Reproduce the records below in full and word for word, excluding pictures.
** Begin The data **
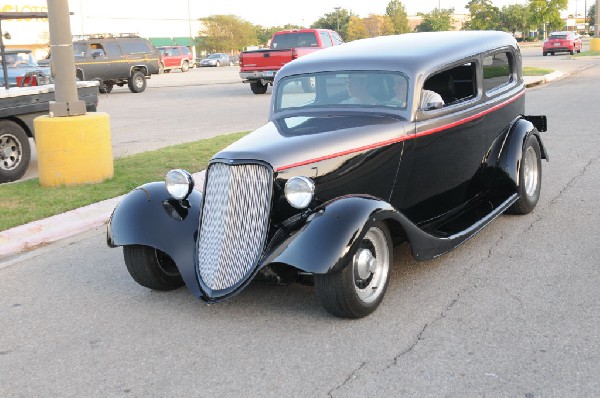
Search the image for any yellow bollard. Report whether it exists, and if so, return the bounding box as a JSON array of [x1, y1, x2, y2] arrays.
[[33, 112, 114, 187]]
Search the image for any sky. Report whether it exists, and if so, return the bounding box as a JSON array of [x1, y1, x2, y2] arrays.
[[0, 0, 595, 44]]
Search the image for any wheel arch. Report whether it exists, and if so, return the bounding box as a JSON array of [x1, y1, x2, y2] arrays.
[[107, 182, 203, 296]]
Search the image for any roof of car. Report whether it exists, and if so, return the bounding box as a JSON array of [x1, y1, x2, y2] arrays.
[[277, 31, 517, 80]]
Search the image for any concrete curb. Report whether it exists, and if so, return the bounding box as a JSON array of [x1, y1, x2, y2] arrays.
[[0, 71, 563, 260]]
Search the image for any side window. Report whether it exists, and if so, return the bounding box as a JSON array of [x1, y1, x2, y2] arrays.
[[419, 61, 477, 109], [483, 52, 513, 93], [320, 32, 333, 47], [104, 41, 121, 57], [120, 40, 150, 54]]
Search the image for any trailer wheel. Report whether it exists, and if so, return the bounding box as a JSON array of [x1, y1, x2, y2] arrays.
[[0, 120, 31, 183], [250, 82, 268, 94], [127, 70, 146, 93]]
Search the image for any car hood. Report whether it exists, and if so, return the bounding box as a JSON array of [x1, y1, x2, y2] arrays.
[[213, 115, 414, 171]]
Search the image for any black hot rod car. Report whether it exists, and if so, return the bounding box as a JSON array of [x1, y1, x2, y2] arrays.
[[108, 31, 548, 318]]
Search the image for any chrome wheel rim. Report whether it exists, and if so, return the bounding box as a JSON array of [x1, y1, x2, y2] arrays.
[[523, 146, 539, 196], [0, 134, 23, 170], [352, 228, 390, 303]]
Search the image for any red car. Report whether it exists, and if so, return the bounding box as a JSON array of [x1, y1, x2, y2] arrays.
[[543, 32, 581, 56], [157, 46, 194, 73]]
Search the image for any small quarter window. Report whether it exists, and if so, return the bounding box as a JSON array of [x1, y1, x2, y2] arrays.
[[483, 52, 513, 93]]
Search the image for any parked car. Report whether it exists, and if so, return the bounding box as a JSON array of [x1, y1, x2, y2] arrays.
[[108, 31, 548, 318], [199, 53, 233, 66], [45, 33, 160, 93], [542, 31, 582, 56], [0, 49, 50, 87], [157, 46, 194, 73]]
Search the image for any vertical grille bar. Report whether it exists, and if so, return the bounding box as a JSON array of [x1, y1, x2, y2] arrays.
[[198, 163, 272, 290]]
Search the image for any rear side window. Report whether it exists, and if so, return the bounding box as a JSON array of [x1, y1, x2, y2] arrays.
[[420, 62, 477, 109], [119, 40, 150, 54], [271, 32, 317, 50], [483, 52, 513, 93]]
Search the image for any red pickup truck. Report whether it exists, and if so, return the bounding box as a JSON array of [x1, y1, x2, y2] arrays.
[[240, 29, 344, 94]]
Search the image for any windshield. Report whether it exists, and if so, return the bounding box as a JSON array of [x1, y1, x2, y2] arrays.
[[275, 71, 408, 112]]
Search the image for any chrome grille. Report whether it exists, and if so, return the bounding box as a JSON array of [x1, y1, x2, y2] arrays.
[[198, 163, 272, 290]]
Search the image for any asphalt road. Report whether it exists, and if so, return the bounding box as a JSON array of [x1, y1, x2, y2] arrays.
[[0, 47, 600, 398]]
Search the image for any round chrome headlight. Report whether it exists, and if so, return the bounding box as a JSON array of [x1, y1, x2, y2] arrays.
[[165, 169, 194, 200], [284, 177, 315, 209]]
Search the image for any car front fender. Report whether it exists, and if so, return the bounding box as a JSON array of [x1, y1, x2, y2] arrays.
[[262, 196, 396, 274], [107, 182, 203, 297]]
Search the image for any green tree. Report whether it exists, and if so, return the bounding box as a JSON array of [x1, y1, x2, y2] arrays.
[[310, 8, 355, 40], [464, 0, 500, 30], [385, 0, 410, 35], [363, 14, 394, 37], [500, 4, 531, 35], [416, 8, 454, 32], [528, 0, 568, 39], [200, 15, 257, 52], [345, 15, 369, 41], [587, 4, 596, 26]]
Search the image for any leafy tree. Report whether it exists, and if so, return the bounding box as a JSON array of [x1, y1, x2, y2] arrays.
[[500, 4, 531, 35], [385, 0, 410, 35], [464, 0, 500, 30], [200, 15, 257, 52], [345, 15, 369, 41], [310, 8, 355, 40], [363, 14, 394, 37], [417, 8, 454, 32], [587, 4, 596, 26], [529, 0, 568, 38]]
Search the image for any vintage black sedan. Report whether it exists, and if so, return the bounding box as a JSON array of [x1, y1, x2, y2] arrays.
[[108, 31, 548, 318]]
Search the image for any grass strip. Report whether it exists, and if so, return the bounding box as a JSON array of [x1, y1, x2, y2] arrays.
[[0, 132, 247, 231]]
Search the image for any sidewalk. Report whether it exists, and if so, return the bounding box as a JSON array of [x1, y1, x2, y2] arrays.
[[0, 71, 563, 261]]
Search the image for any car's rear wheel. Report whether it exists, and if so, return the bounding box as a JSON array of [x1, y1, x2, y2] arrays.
** End The data **
◆ **Exercise answer**
Search the image for any yellow bollard. Report whether it exists, and if so, return the bounding box as a JSON array of [x1, y1, x2, y2] arrays.
[[33, 112, 114, 187]]
Search the image for any sky. Report whether it exists, and if so, return the bounding box as a JSON array of [x1, y1, x2, y2] arrays.
[[0, 0, 595, 44]]
Search the image for any wheel arch. Report whether it exists, and if so, return the bounding box as a JSON array of [x1, y1, x2, y2] arrays.
[[107, 182, 203, 296]]
Search the image for any roof of car. Report whether it exists, and if so, return the bounding box as a JSON array of [x1, y1, x2, y2] arrays.
[[277, 31, 517, 80]]
Search the image for any concrete curb. Report whether it exists, and if so, return the bounding box as a JSON array of [x1, y1, x2, y2] arrays.
[[0, 71, 563, 260]]
Search the image for any side window. Report whether it exists, and if so, return the bounding box as a JSON array of [x1, y1, x2, y2] arrays.
[[419, 61, 477, 109], [483, 52, 513, 93], [320, 32, 333, 47], [104, 41, 121, 57], [120, 40, 150, 54]]
Search the image for any trailer wheel. Report whether it exists, and if so, return the bounding box as a JSON array of [x1, y1, x2, y2] arrays.
[[0, 120, 31, 183], [250, 82, 268, 94], [127, 70, 146, 93]]
Search the image for any car hood. Report whether it exists, and if so, return the bounding box as a JSON array of [x1, y1, x2, y2] arrays.
[[213, 115, 414, 171]]
Search the image for any black hot rod car. Report whether it exists, and if so, return the bounding box as a JSON array of [x1, y1, x2, y2] arrays.
[[108, 31, 548, 318]]
Search the image for any chrome wheel rim. Report whether it exists, and if so, return the bounding box as a JSON array of [x1, y1, x2, y2] arrays.
[[523, 146, 539, 196], [0, 134, 23, 170], [352, 228, 390, 303]]
Search the image for any red car. Report whether it exists, and if so, return the bounding box as a JSON array of [x1, y1, x2, y2] arrays.
[[543, 32, 581, 56], [157, 46, 194, 73]]
Search the image for any small quarter window. Report whether it exists, and if so, return the bounding box as a JSON array of [x1, y1, x2, y2] arrays.
[[483, 52, 513, 93]]
Search the image for any parked car. Report whether it exists, and if so, return the bounding box as a JSON array of [x1, y1, x2, y2] arrays.
[[108, 31, 548, 318], [199, 53, 233, 66], [45, 33, 160, 93], [542, 31, 582, 56], [0, 49, 50, 87], [157, 46, 194, 73]]
Search the image for any vertical grille bar. Report whether it exists, and if so, return the bounding box as a JSON array of [x1, y1, x2, y2] arrays.
[[198, 163, 272, 290]]
Search the image for any rear side window. Report whether it exists, and if so, return the bounding box as a JSON array of [x1, y1, x2, y2] arrays.
[[420, 62, 477, 109], [119, 40, 150, 54], [271, 32, 317, 50], [483, 52, 513, 93]]
Search the image for any red pickup truck. Report whether it exists, and if so, return the bounding box as a JSON array of [x1, y1, x2, y2] arrays.
[[240, 29, 344, 94]]
Search the image for any windshield. Report whether it exists, and if so, return the bounding box as a JSON array of [x1, y1, x2, y2] arrays.
[[275, 71, 408, 112]]
Search the image for any chrome grille. Report whether it exists, and if so, return the bounding box as a JSON array of [x1, y1, x2, y2] arrays.
[[198, 163, 272, 290]]
Search the image for any asphalt road. Report whether it exists, and if so, return the bounding box as a JSON array of [x1, y1, x2, y2] arrays.
[[0, 47, 600, 398]]
Search the image for any round chrome headlight. Report whether it exists, and if so, return the bounding box as a JSON array of [x1, y1, x2, y2] arrays.
[[165, 169, 194, 200], [284, 177, 315, 209]]
Search the image for any car front fender. Report whether it exists, and if so, return the bounding box as a JSON array of [x1, y1, x2, y2] arrays.
[[262, 196, 396, 274], [107, 182, 203, 297]]
Search the image for any green tree. Report whether it exists, and if so, return the bounding box as a JSON array of [x1, y1, x2, y2] arrays.
[[310, 8, 355, 40], [464, 0, 500, 30], [385, 0, 410, 35], [363, 14, 394, 37], [500, 4, 531, 35], [416, 8, 454, 32], [528, 0, 568, 39], [200, 15, 257, 52], [345, 15, 369, 41], [587, 4, 596, 26]]
Search the image for any leafy tree. Report whether it exists, and if so, return the bounding box as a JSON array of [x1, y1, x2, y2] arrays.
[[500, 4, 531, 35], [385, 0, 410, 35], [464, 0, 500, 30], [200, 15, 257, 52], [345, 15, 369, 41], [310, 8, 355, 40], [363, 14, 394, 37], [417, 8, 454, 32], [587, 4, 596, 26], [529, 0, 568, 38]]
Search the image for any vintage black sedan. Report whether it exists, and if so, return the bounding box as a JSON array of [x1, y1, x2, y2] arrays.
[[108, 31, 548, 318]]
Search the image for any grass strip. Report whether it exists, and if so, return the bounding box as a JSON array of [x1, y1, x2, y2] arrays.
[[0, 132, 247, 231]]
Search the image for any sidewalk. Report whether it exists, and if so, return the bounding box as a JSON array of [x1, y1, x2, y2] arrays.
[[0, 71, 563, 261]]
Search the image for any car's rear wheel. Report whether it exists, and if so, return the bounding box as a JSON array of [x1, y1, x2, y2] arrays.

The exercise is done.